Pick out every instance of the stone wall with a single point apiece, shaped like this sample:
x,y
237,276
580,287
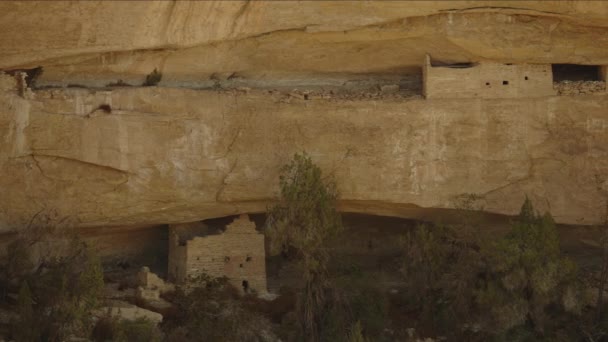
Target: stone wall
x,y
238,254
488,80
579,87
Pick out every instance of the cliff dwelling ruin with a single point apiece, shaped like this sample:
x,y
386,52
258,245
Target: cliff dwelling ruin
x,y
237,253
162,131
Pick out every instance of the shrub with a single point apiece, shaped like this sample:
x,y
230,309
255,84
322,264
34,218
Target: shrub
x,y
60,283
211,311
120,330
526,273
305,219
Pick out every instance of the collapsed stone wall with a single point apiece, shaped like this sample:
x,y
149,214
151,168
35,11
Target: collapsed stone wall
x,y
579,87
238,253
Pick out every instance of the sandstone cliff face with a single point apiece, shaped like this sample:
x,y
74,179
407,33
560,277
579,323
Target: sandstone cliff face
x,y
168,154
94,43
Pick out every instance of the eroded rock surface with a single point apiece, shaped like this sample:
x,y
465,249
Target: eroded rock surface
x,y
176,155
341,80
196,44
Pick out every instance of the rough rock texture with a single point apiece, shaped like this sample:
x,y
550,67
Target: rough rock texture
x,y
164,155
94,42
176,155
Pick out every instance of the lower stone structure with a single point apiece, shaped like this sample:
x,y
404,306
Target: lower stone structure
x,y
237,253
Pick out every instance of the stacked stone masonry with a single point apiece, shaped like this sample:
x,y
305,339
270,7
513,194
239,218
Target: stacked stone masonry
x,y
579,87
487,80
237,254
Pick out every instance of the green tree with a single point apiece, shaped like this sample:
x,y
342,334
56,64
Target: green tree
x,y
305,219
526,273
64,291
211,310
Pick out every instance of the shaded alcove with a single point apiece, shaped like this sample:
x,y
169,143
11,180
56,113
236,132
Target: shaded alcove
x,y
576,72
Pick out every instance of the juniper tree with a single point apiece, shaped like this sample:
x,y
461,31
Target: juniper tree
x,y
305,219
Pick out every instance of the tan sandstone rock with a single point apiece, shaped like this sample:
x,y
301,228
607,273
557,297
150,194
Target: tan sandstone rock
x,y
177,155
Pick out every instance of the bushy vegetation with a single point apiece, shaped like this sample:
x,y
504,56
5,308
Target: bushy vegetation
x,y
59,281
211,310
153,78
306,220
112,328
518,284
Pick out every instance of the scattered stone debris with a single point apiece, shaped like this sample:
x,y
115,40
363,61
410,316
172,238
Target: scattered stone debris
x,y
389,88
127,311
579,87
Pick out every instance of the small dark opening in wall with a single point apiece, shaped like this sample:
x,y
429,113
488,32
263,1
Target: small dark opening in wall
x,y
105,107
576,72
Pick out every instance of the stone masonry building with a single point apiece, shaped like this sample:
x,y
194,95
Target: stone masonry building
x,y
237,253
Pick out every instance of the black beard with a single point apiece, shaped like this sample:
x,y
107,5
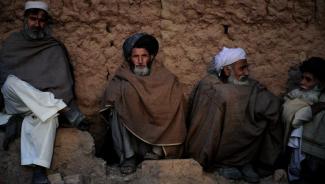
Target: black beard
x,y
36,34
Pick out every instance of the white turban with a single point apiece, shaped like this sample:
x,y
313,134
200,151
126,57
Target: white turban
x,y
228,56
36,4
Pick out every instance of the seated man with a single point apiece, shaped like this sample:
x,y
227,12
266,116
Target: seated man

++++++++

Task instructions
Show all lines from the data that contain "seated".

Completed task
Pick out every instance of the seated man with a single point apiece, shaped like this sample:
Target: seated man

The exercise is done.